#### Your objective:
Can you transcribe every record below exactly as it appears?

====== Task input

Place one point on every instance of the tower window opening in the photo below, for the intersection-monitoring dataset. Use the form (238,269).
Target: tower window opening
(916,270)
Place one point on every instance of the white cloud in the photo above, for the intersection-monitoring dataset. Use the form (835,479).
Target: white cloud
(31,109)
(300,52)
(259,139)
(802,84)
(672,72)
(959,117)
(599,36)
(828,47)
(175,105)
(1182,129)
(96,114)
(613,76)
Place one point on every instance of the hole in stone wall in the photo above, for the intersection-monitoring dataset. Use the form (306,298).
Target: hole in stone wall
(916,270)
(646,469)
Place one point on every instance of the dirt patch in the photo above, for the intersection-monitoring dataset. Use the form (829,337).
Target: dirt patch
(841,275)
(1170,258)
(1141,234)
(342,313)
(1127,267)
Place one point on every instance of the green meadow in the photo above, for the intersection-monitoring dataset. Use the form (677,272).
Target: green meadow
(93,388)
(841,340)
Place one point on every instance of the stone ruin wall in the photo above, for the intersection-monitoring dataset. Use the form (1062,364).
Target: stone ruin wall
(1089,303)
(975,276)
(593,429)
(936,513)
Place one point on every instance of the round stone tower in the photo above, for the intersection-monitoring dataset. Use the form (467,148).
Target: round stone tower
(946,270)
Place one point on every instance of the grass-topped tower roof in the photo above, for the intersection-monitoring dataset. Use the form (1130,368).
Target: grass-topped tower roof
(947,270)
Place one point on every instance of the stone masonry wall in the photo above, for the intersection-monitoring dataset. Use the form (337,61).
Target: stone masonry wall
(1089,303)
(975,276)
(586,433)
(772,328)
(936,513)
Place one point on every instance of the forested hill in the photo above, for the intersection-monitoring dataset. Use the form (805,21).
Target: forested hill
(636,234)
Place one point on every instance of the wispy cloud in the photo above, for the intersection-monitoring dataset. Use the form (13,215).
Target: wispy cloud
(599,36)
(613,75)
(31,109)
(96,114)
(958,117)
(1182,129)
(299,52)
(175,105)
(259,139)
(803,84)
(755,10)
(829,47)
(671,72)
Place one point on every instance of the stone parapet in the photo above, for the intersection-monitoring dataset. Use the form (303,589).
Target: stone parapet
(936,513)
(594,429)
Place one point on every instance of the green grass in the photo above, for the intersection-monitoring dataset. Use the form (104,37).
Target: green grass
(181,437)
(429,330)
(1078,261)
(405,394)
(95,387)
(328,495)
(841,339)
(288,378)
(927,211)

============

#### Correct response:
Place one point on every instance of the tower window opening in the photo below, for the intersection-monitoring dataset. Use the form (238,269).
Target: tower window opening
(916,270)
Place one point on every instance of the white cloud in the photo above, for the intersection-monitoring dataset. Use the form (835,479).
Target: white cloud
(31,109)
(300,52)
(259,139)
(802,84)
(672,72)
(959,117)
(599,36)
(828,47)
(175,105)
(1182,129)
(96,114)
(613,76)
Place one point on every instance of the hole in stone wall in the photo above, for the intersection-monitoring dataset. Use the form (306,298).
Target: hole in stone wall
(916,270)
(646,469)
Place one point on every instance of the dirt patch in the photo above, for the intersection-monitoring dataset. Use the form (829,337).
Target: dirt patch
(841,275)
(1170,258)
(1141,234)
(342,313)
(1127,267)
Place one point on every instance of the green meadow in the photo above, for the intersection-monitoring dataset. Use the form (677,272).
Target: green meadow
(93,388)
(841,340)
Place one point on every instance of the stone ruin wall in the photo above, for the intersection-monitoring dataset. Use the form (1062,364).
Target: stone ruin wall
(1089,303)
(975,276)
(593,429)
(936,513)
Place one point on every instance of the round stone tower in the photo above, for the intersection-monitoring dataset. Use the form (467,148).
Target: round stone tower
(946,270)
Place one point on every instance of the grass-topped tower roof in the photo above, for the intersection-monitoring dataset. Use the form (1130,368).
Target: grass-topped tower roof
(947,270)
Place one point on every instance of the stone masonry wall in the photo above, for the intersection-monitoring dataset. Use the form (337,61).
Target: stone masonry wall
(1089,303)
(975,276)
(586,433)
(772,328)
(936,513)
Place one point on every instance of the forested hill in the photo above, for the intersection-monitoring dataset. Use the form (805,21).
Target: forested hill
(636,234)
Place one point on every instance of the wispy cloud in the photo above, for the intersection-monitoring dataset. Use the form (13,215).
Target: wispy cloud
(599,36)
(613,75)
(31,109)
(96,114)
(958,117)
(1182,129)
(299,52)
(175,105)
(259,139)
(803,84)
(755,10)
(829,47)
(671,72)
Place one point on every instance of the stone parapet in the photo above, for the intersection-monitoring dataset. Use the form (303,589).
Target: stone parapet
(936,513)
(594,429)
Place one point on every instance of the green grass in the photo above, for the intersection-monitoring dataset. Use the form (104,37).
Target: green grass
(181,437)
(429,330)
(1078,261)
(405,394)
(95,387)
(328,495)
(841,339)
(288,378)
(927,211)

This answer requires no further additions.